Trois extraits textuels

Les trois extraits proposés permettent de mettre en valeur différents aspects du texte. Le premier se prête bien au travail habituel de présentation de document (auteur, date, nature du document, etc), puisque l'auteur évoque lui-même son texte. On peut insister sur l’aspect témoignage : Marco Polo prétend clairement présenter la « vérité » de ce qu’il a vu de ses yeux ou entendu d’hommes « fiables ». Cela pose la question de la  véracité d’un tel texte : suffit-il que Marco Polo dise dire le vrai pour que ce soit le cas ? Comment peut-on savoir ce qui est vrai ou ce qui ne l’est pas dans son texte ? Il est possible d'évoquer ici la mise par écrit du texte par l'auteur Rusticien de Pise, qui reçoit le témoignage oral de Marco Polo  en 1299. Qui est l'auteur dans ce cas là ?

On peut par la suite, toujours à l'aide de ce premier extrait, demander aux élèves de situer les régions traversées par Marco Polo, voire de dessiner son trajet sur une carte.

Le second extrait permet de s'apesentir davantage sur le rôle de Marco Polo auprès de Kubilay Khan.On peut demander aux élèves de relever ce qu’apprend Marco Polo pour pouvoir servir le grand Khan, ainsi que ce qu’il note durant ses différentes missions.

Enfin, le troisième extrait aborde un peuple que Marco Polo rapporte vivre sur l'archipel d'Andaman, au coeur de l'océan Indien. On peut demander aux élèves si Marco Polo raconte ici quelque chose qu’il a vu de ses yeux ou s’il rapporte une rumeur, voire une légende, et mettre cela en rapport avec le premier extrait. En croisant ce texte avec l’image qui l’illustre, on peut aussi montrer comment un élément fictif l’emporte sur la réalité : alors que Marco Polo se contente de dire que les habitants de ces îles ressemblent à des chiens, l’illustrateur leur donne une véritable tête de chien, reprenant le mythe grec des Cynocéphales.

Images commentées

La première image (fol. 3r), rubriquée « comment le Grand Khan leur donna la tablette de commandement », illustre le retour des frères Polo (père et oncle de Marco) après leur premier voyage. Assis sur un trône, le Khan, qui porte une robe ornée d’or, arbore une barbe, symbole d’autorité au Moyen Âge, domine les frères Polo, vêtus simplement et agenouillés. Un serviteur du khan remet aux Polo un sauf-conduit leur permettant notamment d’avoir accès à la poste impériale (donc à des chevaux frais) : il s’agit d’une pratique bien attestée dans l’empire mongol. On peut noter que l’enlumineur donne à ce document la forme classiquement utilisée pour représenter les Tables de la Loi données à Moïse, probablement par association d’idées avec la « tablette de commandement » mentionnée par le texte.

Section des données
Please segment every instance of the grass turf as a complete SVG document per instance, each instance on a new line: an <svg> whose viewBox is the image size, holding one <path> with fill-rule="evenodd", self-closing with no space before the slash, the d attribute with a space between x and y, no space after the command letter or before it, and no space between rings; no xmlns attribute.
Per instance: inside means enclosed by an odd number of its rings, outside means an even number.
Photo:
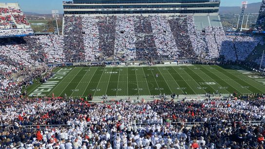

Tâches à réaliser
(a) D'après le document sur Marco Polo, en quelle année Rusticien de Pise reçoit-il le témoignage oral de Marco Polo ?
(b) Recopiez à l'identique le passage du document sur Marco Polo situé entre « Le second extrait » et « grec des Cynocéphales. », ces deux extrémités comprises.

Réponses par tâche
(a) En 1299.

(b)
Le second extrait permet de s'apesentir davantage sur le rôle de Marco Polo auprès de Kubilay Khan.On peut demander aux élèves de relever ce qu’apprend Marco Polo pour pouvoir servir le grand Khan, ainsi que ce qu’il note durant ses différentes missions.

Enfin, le troisième extrait aborde un peuple que Marco Polo rapporte vivre sur l'archipel d'Andaman, au coeur de l'océan Indien. On peut demander aux élèves si Marco Polo raconte ici quelque chose qu’il a vu de ses yeux ou s’il rapporte une rumeur, voire une légende, et mettre cela en rapport avec le premier extrait. En croisant ce texte avec l’image qui l’illustre, on peut aussi montrer comment un élément fictif l’emporte sur la réalité : alors que Marco Polo se contente de dire que les habitants de ces îles ressemblent à des chiens, l’illustrateur leur donne une véritable tête de chien, reprenant le mythe grec des Cynocéphales.